**TEXT SEGMENT**
Carpinus betulus ‘Fastigiata’ – Columnar Hornbeam
Botanical Name: Carpinus betulus ‘Fastigiata’
Alternate Names: Common Hornbeam, European Hornbeam, Columnar European Hornbeam, Pyramidal European Hornbeam
The Columnar Hornbeam, also known as the common or European Hornbeam, is a medium-sized, deciduous tree. ‘Fastigiata’ means a narrow form with upright branches, or narrowing towards the top. Both of these descriptions apply to this tree. Its growth as a juvenile tree is narrow and columnar, and as it matures it develops into the shape of a teardrop with a rounded, pyramidal form.
The Columnar Hornbeam grows to a height of 30-40 feet and a width of 20-30 feet. This narrow form lends itself to narrow planting sites, such as screening between houses, lining driveways, or walkways. It tolerates substantial pruning and is effective as a hedge. This selection also makes a great shade tree as well as a useful street tree with its tolerance for pollution.
The leaves of the Columnar Hornbeam are a handsome, deep green with sharply-toothed margins. They maintain their color and form throughout the growing season, showing good resistance to foliar diseases. In the fall, the foliage gives a modest display, turning yellow, orange, and brown colors. This cultivar is prized for its narrow, attractive form rather than its seasonal color.
The flowers are similar to that of birch trees (Betulas). There are both male and female catkins that emerge before the leaves appear in the spring. The male flowers are around 1.5 inches long and the female flowers are up to 3.5 inches long. The following fruits are small nutlets that hang from the branches in clusters up to 5 inches long in the summer. The Columnar Hornbeam’s bark is an attractive, smooth gray.

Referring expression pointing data

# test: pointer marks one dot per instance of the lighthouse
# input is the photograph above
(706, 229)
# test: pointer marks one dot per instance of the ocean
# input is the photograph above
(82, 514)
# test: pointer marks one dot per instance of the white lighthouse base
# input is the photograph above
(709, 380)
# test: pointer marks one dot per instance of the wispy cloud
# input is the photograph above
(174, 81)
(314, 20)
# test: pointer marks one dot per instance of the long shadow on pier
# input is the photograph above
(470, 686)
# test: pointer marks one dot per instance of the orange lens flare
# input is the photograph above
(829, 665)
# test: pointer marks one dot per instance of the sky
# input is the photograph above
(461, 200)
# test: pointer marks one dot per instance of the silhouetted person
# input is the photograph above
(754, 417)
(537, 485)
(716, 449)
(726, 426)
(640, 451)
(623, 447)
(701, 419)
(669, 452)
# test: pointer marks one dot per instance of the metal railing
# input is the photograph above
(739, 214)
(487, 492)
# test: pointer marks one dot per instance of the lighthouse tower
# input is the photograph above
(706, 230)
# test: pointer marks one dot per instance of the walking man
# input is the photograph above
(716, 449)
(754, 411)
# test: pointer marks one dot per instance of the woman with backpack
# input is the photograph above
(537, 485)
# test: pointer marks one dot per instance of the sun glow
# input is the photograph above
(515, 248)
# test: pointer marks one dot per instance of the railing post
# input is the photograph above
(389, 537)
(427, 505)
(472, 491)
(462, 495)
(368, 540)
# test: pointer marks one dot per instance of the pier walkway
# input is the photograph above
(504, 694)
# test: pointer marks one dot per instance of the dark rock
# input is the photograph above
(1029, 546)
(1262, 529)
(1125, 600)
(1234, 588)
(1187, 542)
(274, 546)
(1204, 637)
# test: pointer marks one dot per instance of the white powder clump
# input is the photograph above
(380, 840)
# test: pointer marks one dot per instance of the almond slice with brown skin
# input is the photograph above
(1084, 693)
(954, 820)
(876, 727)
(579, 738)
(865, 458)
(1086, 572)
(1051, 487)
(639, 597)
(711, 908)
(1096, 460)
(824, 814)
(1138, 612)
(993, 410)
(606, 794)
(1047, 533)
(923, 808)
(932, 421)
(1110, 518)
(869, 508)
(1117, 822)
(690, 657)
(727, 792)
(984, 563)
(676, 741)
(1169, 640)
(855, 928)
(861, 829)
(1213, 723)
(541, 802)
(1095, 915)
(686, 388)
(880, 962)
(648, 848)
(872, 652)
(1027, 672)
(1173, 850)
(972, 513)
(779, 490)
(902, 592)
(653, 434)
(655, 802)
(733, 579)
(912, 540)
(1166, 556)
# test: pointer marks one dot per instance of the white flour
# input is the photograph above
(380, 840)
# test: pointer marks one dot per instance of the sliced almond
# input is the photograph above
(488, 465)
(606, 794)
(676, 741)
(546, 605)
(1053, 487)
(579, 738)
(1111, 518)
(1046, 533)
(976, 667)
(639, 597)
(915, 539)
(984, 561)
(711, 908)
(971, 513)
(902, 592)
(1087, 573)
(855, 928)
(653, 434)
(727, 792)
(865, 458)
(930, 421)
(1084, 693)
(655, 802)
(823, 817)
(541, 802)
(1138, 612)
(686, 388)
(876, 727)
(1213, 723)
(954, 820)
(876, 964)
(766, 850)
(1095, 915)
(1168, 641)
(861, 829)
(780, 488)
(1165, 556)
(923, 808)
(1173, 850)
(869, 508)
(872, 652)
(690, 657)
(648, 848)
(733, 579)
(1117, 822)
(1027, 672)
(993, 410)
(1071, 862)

**EXERCISE SET**
1) Copy the part of the hornbeam description from "The Columnar Hornbeam grows" to "its seasonal color.".
2) In the hornbeam description, how tall does the Columnar Hornbeam grow?
3) List every alternate name that the hornbeam description gives for the tree.

**SOLUTIONS TO THE PROBLEMS**
1)
The Columnar Hornbeam grows to a height of 30-40 feet and a width of 20-30 feet. This narrow form lends itself to narrow planting sites, such as screening between houses, lining driveways, or walkways. It tolerates substantial pruning and is effective as a hedge. This selection also makes a great shade tree as well as a useful street tree with its tolerance for pollution.
The leaves of the Columnar Hornbeam are a handsome, deep green with sharply-toothed margins. They maintain their color and form throughout the growing season, showing good resistance to foliar diseases. In the fall, the foliage gives a modest display, turning yellow, orange, and brown colors. This cultivar is prized for its narrow, attractive form rather than its seasonal color.

2) 30-40 feet

3) Common Hornbeam, European Hornbeam, Columnar European Hornbeam, Pyramidal European Hornbeam